(Photo object pointing records)

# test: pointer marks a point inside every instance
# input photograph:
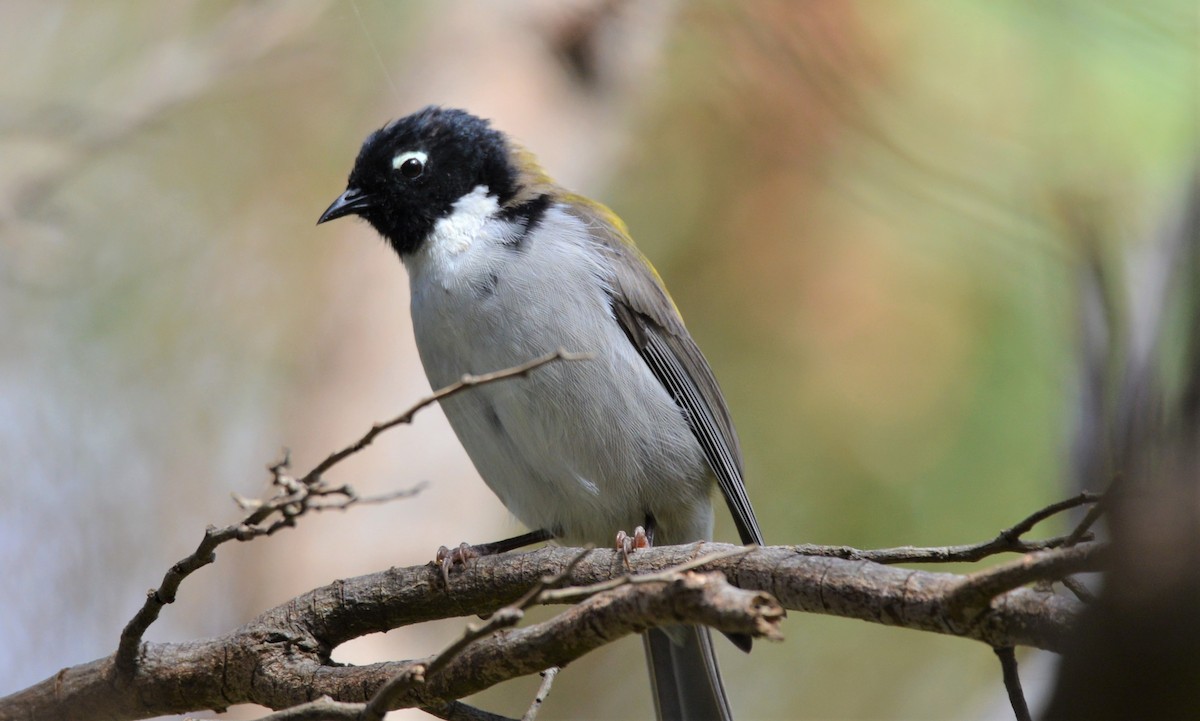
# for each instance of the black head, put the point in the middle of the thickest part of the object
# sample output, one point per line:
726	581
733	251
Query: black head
411	172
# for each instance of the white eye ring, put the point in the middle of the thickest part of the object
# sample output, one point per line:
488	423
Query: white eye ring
409	155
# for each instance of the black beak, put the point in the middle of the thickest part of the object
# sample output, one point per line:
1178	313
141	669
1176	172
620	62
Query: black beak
352	202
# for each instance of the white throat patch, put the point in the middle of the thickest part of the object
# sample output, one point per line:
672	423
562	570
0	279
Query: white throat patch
456	232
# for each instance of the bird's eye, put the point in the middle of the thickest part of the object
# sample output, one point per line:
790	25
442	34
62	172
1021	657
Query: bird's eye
411	163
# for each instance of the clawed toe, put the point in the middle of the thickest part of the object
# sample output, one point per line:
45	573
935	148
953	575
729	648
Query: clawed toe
448	558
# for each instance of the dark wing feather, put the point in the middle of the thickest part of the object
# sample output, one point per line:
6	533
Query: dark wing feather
651	320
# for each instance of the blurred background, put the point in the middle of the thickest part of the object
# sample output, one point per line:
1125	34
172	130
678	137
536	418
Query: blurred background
875	217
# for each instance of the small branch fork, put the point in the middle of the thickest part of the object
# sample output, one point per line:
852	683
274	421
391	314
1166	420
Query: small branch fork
971	599
294	498
1007	541
988	606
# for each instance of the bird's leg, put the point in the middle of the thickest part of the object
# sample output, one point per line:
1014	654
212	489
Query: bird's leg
642	538
465	552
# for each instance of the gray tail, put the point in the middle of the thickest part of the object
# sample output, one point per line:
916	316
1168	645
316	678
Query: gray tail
684	678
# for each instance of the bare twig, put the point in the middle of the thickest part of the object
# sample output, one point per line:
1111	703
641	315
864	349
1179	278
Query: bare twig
1013	683
547	680
576	594
978	589
457	710
450	390
1007	541
293	498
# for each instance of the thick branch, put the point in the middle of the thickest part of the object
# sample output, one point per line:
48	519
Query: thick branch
281	659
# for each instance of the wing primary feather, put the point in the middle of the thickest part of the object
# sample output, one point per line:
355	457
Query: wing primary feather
719	451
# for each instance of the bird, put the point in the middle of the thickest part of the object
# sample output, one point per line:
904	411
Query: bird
505	265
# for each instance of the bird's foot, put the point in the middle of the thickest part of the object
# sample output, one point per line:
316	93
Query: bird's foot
448	557
628	544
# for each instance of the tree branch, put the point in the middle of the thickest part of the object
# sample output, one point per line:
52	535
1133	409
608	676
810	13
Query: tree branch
294	498
282	658
1007	541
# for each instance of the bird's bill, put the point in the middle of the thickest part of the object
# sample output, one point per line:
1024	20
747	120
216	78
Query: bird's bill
352	202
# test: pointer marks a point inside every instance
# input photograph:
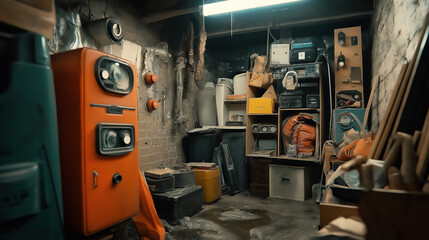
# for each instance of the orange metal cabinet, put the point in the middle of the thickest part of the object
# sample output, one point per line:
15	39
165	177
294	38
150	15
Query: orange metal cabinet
97	120
209	179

=== The request ===
Starting at the line that contains "# for each instance of the bird's bill, put", retype each line through the final one in the listing, with both ends kept and the pictures omitted.

=== Output of the exercise ===
# for each instance of the bird's bill, put the point in the middle of the thickest part of the object
# sample output, one point per line:
1024	20
747	120
216	78
Query: bird's bill
352	202
# test: pointer marks a point inside every instance
# input photograph:
# for each instance of the orange metal cabinet, put the point in the middle of the thickest part of the object
# sample output, one point per line:
15	39
165	177
294	38
150	15
Query: orange metal cabinet
97	120
209	179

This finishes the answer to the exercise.